» **What this task involves**
Could you reproduce every record below exactly as written?

** Opening Data for this task block **

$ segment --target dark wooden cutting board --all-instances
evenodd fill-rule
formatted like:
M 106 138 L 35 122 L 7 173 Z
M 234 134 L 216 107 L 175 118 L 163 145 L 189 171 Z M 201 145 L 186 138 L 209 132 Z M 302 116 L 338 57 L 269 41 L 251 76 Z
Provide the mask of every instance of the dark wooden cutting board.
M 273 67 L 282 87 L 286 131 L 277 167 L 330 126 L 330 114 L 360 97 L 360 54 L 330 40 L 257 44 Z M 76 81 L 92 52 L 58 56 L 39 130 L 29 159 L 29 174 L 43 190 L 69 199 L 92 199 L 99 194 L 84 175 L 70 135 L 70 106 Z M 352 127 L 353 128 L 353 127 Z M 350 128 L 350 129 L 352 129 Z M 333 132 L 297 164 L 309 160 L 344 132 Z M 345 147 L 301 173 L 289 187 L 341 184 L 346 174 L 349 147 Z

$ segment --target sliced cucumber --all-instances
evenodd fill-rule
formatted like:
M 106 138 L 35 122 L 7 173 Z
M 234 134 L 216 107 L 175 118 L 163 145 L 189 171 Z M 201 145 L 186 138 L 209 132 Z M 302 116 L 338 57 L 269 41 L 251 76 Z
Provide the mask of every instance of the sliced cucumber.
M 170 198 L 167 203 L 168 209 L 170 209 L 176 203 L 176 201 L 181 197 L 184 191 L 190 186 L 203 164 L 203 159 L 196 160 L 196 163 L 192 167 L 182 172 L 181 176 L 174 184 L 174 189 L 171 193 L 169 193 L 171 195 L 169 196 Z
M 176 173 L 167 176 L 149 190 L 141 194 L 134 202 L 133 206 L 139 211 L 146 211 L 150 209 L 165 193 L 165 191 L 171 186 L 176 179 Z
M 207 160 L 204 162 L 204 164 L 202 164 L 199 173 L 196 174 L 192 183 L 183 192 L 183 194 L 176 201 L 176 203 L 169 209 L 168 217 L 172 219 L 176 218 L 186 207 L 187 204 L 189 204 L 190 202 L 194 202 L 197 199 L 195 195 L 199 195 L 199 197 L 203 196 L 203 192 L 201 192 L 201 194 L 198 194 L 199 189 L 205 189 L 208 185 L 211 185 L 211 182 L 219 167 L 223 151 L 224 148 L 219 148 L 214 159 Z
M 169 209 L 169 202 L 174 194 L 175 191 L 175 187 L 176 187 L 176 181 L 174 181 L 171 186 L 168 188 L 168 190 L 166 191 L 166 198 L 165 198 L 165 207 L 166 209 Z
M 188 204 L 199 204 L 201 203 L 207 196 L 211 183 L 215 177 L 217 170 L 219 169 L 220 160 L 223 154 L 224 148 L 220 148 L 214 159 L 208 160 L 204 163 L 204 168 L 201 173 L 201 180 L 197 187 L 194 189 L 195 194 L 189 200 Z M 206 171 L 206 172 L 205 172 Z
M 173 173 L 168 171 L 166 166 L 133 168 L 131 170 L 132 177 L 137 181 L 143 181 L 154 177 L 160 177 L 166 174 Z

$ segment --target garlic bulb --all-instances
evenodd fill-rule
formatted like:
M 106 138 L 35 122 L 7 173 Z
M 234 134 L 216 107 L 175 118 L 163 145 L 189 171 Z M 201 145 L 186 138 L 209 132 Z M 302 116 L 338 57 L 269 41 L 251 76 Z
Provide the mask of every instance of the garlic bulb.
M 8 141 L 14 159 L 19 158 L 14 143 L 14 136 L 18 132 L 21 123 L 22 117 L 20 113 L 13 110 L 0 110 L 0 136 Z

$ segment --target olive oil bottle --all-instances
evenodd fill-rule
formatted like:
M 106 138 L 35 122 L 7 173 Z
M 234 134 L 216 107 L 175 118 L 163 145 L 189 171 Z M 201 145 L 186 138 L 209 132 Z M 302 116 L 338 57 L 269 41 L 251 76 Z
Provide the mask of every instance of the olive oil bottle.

** Closing Data for this task block **

» **Result of the exercise**
$ segment --target dark wooden cutting board --all-instances
evenodd fill-rule
formatted like:
M 106 138 L 35 122 L 7 173 Z
M 234 134 L 216 107 L 175 118 L 163 145 L 189 171 Z M 201 145 L 186 138 L 209 132 Z M 302 116 L 338 57 L 269 41 L 251 76 Z
Provide the mask of every instance of the dark wooden cutting board.
M 273 67 L 282 87 L 286 131 L 277 167 L 330 126 L 330 114 L 360 97 L 360 54 L 330 40 L 257 44 Z M 76 81 L 92 52 L 58 56 L 39 130 L 29 159 L 29 174 L 43 190 L 69 199 L 92 199 L 99 194 L 84 175 L 70 135 L 70 106 Z M 352 127 L 353 128 L 353 127 Z M 350 128 L 350 129 L 352 129 Z M 333 132 L 297 164 L 309 160 L 344 132 Z M 345 147 L 301 173 L 289 187 L 341 184 L 346 174 L 349 147 Z

$ segment --target sliced cucumber --all-instances
evenodd fill-rule
formatted like:
M 106 138 L 35 122 L 7 173 Z
M 234 134 L 216 107 L 175 118 L 163 145 L 189 171 Z M 201 145 L 186 138 L 209 132 Z M 302 116 L 338 57 L 269 41 L 251 76 Z
Provide the mask of every instance of the sliced cucumber.
M 170 198 L 167 203 L 168 209 L 170 209 L 176 203 L 176 201 L 181 197 L 184 191 L 190 186 L 203 164 L 203 159 L 196 160 L 196 163 L 192 167 L 182 172 L 181 176 L 174 184 L 174 189 L 171 193 L 169 193 L 171 195 L 169 196 Z
M 176 173 L 167 176 L 149 190 L 141 194 L 134 202 L 133 206 L 139 211 L 146 211 L 150 209 L 165 193 L 165 191 L 171 186 L 176 179 Z
M 207 160 L 204 162 L 204 164 L 202 164 L 199 173 L 196 174 L 192 183 L 183 192 L 183 194 L 176 201 L 176 203 L 169 209 L 168 217 L 172 219 L 176 218 L 186 207 L 187 204 L 189 204 L 190 202 L 194 202 L 197 199 L 195 195 L 199 195 L 199 197 L 203 196 L 203 192 L 201 192 L 201 194 L 198 194 L 199 189 L 205 189 L 208 185 L 211 185 L 211 182 L 219 167 L 223 151 L 224 148 L 219 148 L 214 159 Z
M 169 209 L 169 202 L 174 194 L 175 191 L 175 187 L 176 187 L 176 181 L 174 181 L 171 186 L 168 188 L 168 190 L 166 191 L 166 198 L 165 198 L 165 207 L 166 209 Z
M 188 204 L 199 204 L 201 203 L 207 196 L 211 183 L 215 177 L 217 170 L 219 169 L 220 160 L 223 154 L 224 148 L 220 148 L 214 159 L 208 160 L 204 163 L 204 168 L 201 173 L 201 180 L 197 187 L 194 189 L 195 194 L 189 200 Z M 206 171 L 206 172 L 205 172 Z
M 173 173 L 168 171 L 166 166 L 133 168 L 131 170 L 132 177 L 137 181 L 143 181 L 154 177 L 160 177 L 166 174 Z

$ segment --target garlic bulb --all-instances
evenodd fill-rule
formatted like:
M 106 138 L 35 122 L 7 173 Z
M 234 134 L 216 107 L 175 118 L 163 145 L 189 171 Z M 201 145 L 186 138 L 209 132 Z M 302 116 L 338 57 L 269 41 L 251 76 Z
Provide the mask of every instance of the garlic bulb.
M 8 141 L 14 159 L 19 158 L 14 143 L 14 136 L 18 132 L 21 123 L 22 117 L 20 113 L 13 110 L 0 110 L 0 136 Z

$ segment --target olive oil bottle --all-instances
evenodd fill-rule
formatted like:
M 106 138 L 35 122 L 7 173 Z
M 234 134 L 216 107 L 175 118 L 163 145 L 189 171 Z M 201 145 L 186 138 L 209 132 Z M 302 116 L 338 57 L 269 41 L 251 76 Z
Provide the mask of every instance of the olive oil bottle.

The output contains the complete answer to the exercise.